-- BEGIN Records for processing --

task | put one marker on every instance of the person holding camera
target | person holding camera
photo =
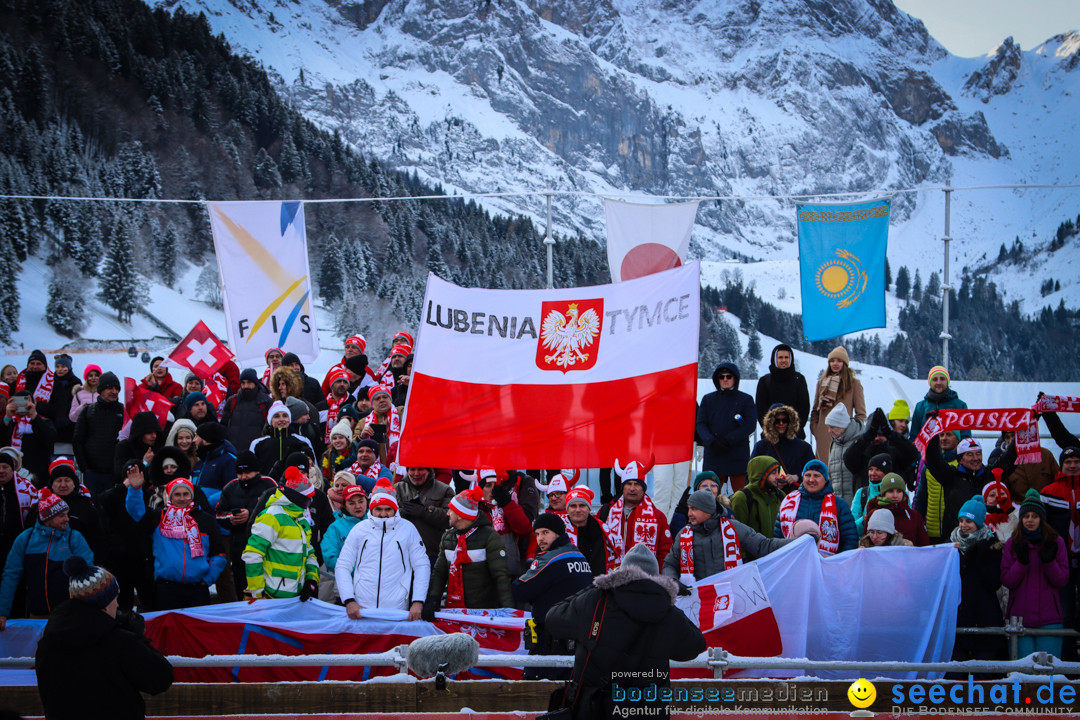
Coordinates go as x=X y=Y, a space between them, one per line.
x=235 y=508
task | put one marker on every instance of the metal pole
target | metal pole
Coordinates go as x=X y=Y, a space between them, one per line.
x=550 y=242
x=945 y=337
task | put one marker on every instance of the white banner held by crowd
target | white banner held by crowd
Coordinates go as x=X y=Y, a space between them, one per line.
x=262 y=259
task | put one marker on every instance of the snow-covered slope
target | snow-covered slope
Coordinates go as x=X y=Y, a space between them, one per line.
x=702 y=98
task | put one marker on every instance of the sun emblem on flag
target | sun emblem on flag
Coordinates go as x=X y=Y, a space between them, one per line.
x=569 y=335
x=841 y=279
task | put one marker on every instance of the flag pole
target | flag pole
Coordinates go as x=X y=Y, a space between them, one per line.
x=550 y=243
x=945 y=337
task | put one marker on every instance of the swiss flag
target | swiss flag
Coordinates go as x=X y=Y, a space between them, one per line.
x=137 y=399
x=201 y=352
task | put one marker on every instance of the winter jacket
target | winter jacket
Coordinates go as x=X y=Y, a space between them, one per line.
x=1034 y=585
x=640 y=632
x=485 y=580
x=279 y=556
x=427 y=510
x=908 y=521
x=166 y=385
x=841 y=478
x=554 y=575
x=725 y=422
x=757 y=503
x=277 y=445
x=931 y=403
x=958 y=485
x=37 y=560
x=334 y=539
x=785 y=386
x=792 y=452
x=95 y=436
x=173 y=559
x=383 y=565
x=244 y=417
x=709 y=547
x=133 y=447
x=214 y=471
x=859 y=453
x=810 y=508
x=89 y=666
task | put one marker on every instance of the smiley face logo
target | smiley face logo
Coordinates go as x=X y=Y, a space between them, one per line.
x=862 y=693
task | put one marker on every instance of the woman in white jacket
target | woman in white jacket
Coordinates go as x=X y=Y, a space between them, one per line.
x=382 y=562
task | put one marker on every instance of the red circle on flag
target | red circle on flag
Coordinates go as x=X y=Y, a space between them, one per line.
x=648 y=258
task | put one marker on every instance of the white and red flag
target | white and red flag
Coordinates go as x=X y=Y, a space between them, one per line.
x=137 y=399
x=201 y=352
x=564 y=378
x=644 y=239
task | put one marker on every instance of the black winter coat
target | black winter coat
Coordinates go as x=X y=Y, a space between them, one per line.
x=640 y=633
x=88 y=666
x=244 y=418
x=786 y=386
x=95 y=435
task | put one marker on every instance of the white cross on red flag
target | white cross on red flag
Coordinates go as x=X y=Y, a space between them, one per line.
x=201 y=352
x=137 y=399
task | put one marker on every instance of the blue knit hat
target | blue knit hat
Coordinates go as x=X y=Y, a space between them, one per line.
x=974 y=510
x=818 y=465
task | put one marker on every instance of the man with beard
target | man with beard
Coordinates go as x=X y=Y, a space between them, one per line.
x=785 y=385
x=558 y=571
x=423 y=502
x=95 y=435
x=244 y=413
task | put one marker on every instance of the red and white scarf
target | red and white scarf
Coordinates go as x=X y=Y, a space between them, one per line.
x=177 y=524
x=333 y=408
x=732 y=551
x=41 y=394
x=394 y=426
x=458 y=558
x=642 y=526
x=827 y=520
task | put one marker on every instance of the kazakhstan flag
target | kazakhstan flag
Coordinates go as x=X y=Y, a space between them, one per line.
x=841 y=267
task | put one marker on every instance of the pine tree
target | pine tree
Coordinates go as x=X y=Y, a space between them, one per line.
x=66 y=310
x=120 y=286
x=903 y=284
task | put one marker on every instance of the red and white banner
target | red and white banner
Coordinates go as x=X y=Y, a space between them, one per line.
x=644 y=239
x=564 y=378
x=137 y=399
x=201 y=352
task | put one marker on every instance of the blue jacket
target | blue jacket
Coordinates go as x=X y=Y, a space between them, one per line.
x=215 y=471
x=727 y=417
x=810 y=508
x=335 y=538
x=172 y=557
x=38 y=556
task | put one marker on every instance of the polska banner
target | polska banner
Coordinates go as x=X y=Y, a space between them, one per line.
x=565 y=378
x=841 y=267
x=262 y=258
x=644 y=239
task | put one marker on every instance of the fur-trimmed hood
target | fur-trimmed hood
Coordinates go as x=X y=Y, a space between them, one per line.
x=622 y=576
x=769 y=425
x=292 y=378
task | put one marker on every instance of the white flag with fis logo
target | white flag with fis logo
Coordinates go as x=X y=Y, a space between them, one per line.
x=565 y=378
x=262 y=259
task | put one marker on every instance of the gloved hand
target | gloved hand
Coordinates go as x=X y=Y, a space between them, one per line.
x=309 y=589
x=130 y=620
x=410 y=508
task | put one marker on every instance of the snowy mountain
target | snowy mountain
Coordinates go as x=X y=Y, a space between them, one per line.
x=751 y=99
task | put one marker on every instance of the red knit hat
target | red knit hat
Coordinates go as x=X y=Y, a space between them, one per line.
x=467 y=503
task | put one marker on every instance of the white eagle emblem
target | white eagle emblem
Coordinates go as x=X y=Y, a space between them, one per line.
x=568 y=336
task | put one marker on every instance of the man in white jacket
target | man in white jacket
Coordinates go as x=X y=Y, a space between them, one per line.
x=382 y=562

-- END Records for processing --

> _Exercise objective_
Render all of the material above as a two-column CSV with the header row instruction,coordinates. Give one row for each "task" line, with that line's instruction in the first column and its coordinate answer in the second, each as one quoted field with line breaks replaced by spaces, and leave the pictures out.

> _The output_
instruction,coordinates
"task | put one marker on every instance of the person holding camera target | person holding camera photo = Coordinates go as x=X y=Y, a space between them, one per line.","x=235 y=508"
"task | put one marker on every instance of the metal pole target | metal pole Coordinates go as x=X y=Y, a space between them, one per line.","x=550 y=242 x=945 y=337"
"task | put one marker on every instance of the white banner held by crowd target | white banner held by crowd Coordinates go as x=X y=Y, a space between them, one per line.","x=262 y=259"
"task | put one marker on every instance of the snow-covered slope target | snow-covered slope Coordinates go as x=X y=Y, a space between them, one per line.","x=702 y=98"
"task | put one marker on every instance of the sun emblem on flag target | sun emblem on flag Coordinates go as x=X y=Y, a space between them, one per line.","x=569 y=335 x=841 y=279"
"task | put one marker on every instance of the flag pole target | flag pole Coordinates go as x=X y=Y, a space between them, one per line.","x=550 y=243 x=945 y=337"
"task | put one marker on every instance of the swiss flag target | swiss flag Coordinates go as x=X y=Y, a space between them, one per line.","x=137 y=399 x=201 y=352"
"task | put one marker on every instance of the winter jacket target | winter jacket Coordinates go as x=X y=Y, a space between them, one per line.","x=1034 y=585 x=640 y=632 x=485 y=580 x=279 y=556 x=427 y=510 x=908 y=521 x=166 y=385 x=841 y=478 x=554 y=575 x=725 y=422 x=757 y=503 x=277 y=445 x=931 y=403 x=958 y=485 x=37 y=560 x=334 y=539 x=785 y=386 x=792 y=452 x=95 y=436 x=173 y=559 x=383 y=565 x=244 y=417 x=709 y=547 x=133 y=447 x=214 y=471 x=859 y=453 x=810 y=508 x=89 y=666"
"task | put one marker on every instance of the smiley face logo target | smiley face logo Coordinates go as x=X y=Y, a space between them, one per line.","x=862 y=693"
"task | put one marker on every instance of the woman in white jacket target | woman in white jacket Coordinates go as x=X y=Y, a space between them, one per line.","x=382 y=562"
"task | put one marker on every instance of the red circle on flag target | red circle on flag Coordinates go as x=X y=Y, a space between them, one per line.","x=648 y=258"
"task | put one marker on every instance of the white and red flag target | white and red flag Coordinates go as x=X y=Y, a space between them, one per line.","x=137 y=399 x=201 y=352 x=564 y=378 x=644 y=239"
"task | put one marker on every instance of the black winter coat target | black winter coat Coordinates go as x=X y=Y, a space between them, one per line.","x=640 y=633 x=88 y=666 x=244 y=418 x=786 y=386 x=95 y=435"
"task | put one marker on every instance of the white cross on red flag target | white cross on red flag Coordinates go as x=X y=Y, a space between them, one per line.","x=201 y=352 x=137 y=399"
"task | put one marker on every instance of the blue knit hat target | blue knit hat Coordinates go as x=X y=Y, a space between them, one per line.","x=974 y=510 x=818 y=465"
"task | put one marker on every instance of the man with beard target | man with beard Coordinates go as x=X y=Y, a space between them, one per line.","x=785 y=385 x=558 y=571 x=423 y=502 x=95 y=435 x=244 y=413"
"task | put one marker on every instance of the red and white scarf target | red and white scarf Coordinates go as x=X y=Y, a space between them, one per line.","x=177 y=524 x=333 y=408 x=732 y=551 x=41 y=394 x=394 y=426 x=458 y=558 x=642 y=526 x=827 y=520"
"task | put one marker on every instance of the kazakhstan flag target | kazakhstan flag Coordinates go as x=X y=Y, a space between them, one per line.","x=841 y=267"
"task | put one marker on every instance of the pine tree target | pine tree Coordinates go as x=X y=Y, a space between them, one per line.","x=66 y=310 x=120 y=286 x=903 y=284"
"task | put one marker on every instance of the red and white banner target | red and white banner Coordinates go as x=X y=Y, a space between them, one per line.","x=644 y=239 x=564 y=378 x=137 y=399 x=201 y=352"
"task | put one marker on every instance of the blue jacket target | blue jacket Coordinates go as x=X y=Y, a space between them, one per line.","x=215 y=471 x=727 y=417 x=810 y=508 x=335 y=538 x=172 y=557 x=38 y=556"
"task | put one marker on every instance of the polska banner target | polska banner Coordinates go as x=X y=Y, a space between them, one per line.","x=565 y=378 x=841 y=267 x=262 y=258 x=644 y=239"
"task | put one marker on every instance of the fur-trimmed hood target | fur-trimmed hood Coordinates go as x=X y=Y, a space between them, one per line.","x=622 y=576 x=769 y=425 x=292 y=378"
"task | put one marker on every instance of the white flag with fis logo target | white flag with fis logo Coordinates go as x=X y=Y, a space between them, one per line.","x=565 y=378 x=262 y=259"
"task | put one marker on every instance of the gloved hand target | gloved hand Coordinates go as x=X y=Y, a space between them, one per line.","x=309 y=589 x=130 y=620 x=410 y=508"
"task | put one marker on every instance of the snowy mountain target | snowy mountain Coordinates go as x=X y=Y, a space between them, one per line.","x=751 y=99"
"task | put one marker on every instance of the red knit hat target | red knit hat Coordinates go as x=X y=Y, a space between them, one per line.","x=467 y=503"
"task | put one marker on every instance of the white eagle emblem target | white eagle emblem Coordinates go as x=X y=Y, a space between them, one per line.","x=568 y=336"
"task | put one marker on every instance of the man in white jacket target | man in white jacket Coordinates go as x=X y=Y, a space between them, one per line.","x=382 y=562"